■ **Task details**
Print verbatim every line starting at the one that contains "Where can you spot the green" and ending at the final line of the records; include both endpoints.

=== Raw data ===

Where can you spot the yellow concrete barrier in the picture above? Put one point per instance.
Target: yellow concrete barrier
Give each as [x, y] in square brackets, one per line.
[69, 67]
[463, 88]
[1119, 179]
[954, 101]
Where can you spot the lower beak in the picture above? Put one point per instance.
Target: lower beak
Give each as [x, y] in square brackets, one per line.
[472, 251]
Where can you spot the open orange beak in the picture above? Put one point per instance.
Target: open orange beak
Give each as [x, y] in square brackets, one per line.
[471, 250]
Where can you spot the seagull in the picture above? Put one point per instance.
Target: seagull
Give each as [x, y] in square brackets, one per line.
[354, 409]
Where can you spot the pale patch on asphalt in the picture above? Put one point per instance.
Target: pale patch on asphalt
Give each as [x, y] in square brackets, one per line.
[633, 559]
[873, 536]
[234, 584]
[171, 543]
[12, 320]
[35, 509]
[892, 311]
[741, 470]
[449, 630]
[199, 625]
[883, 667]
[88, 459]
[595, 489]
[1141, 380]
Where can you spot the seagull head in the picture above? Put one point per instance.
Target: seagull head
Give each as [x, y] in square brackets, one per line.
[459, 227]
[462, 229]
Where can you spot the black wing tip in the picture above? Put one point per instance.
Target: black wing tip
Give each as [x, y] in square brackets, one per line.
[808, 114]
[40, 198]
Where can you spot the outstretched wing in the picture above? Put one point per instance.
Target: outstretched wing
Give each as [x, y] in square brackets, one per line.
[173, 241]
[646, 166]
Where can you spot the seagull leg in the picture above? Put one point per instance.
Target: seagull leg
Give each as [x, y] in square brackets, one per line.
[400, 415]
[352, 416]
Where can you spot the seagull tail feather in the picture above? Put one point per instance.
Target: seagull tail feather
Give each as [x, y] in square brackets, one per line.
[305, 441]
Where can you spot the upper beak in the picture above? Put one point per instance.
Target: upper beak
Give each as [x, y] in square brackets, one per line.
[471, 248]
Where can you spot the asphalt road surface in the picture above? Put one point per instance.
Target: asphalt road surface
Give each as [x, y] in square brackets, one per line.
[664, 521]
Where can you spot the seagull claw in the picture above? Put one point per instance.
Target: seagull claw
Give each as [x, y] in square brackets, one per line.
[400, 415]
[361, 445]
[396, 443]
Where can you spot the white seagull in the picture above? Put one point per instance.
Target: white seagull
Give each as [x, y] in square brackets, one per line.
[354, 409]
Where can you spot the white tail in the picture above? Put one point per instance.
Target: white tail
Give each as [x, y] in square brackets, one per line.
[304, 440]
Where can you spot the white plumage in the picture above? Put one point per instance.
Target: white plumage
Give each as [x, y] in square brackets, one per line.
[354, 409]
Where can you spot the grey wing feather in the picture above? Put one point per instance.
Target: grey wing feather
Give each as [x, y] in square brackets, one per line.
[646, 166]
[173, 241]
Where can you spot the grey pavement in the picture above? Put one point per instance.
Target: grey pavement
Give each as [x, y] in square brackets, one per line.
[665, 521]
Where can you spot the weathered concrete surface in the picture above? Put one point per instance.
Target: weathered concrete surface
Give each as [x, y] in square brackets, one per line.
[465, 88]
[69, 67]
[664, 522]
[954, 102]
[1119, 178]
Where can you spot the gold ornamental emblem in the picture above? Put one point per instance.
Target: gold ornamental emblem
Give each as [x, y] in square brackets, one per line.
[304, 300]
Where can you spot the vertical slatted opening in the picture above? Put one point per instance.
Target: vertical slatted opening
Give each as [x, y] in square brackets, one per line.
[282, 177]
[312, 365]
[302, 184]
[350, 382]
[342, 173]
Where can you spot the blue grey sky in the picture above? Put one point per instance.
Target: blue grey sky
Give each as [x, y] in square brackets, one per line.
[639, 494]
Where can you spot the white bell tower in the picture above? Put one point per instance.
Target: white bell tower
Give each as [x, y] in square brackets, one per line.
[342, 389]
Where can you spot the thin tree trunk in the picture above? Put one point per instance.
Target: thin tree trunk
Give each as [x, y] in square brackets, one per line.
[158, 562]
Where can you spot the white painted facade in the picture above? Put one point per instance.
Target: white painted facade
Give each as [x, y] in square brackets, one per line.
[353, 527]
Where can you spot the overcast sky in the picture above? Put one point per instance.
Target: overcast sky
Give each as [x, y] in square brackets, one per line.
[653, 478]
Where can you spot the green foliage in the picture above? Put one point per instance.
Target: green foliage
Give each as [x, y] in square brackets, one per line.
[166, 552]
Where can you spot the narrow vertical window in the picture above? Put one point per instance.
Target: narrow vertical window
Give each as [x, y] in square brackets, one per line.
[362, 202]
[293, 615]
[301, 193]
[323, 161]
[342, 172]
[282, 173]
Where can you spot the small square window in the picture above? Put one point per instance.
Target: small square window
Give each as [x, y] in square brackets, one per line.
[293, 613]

===

■ **Problem solution**
Where can you spot the green foliage in the picture above? Put one point per instance.
Target: green foliage
Give each as [x, y] in square brackets, one per line.
[166, 552]
Where can you spot the narrow vertical window in the picture above? Put one point per instance.
Target: narrow vertical window
Give each as [x, y] in square brackets, one per line.
[362, 202]
[293, 615]
[301, 193]
[323, 161]
[342, 172]
[282, 173]
Where can you spot the small square window in the picture above? Put one point per instance.
Target: small square window
Give each as [x, y] in square brackets, one per line.
[293, 613]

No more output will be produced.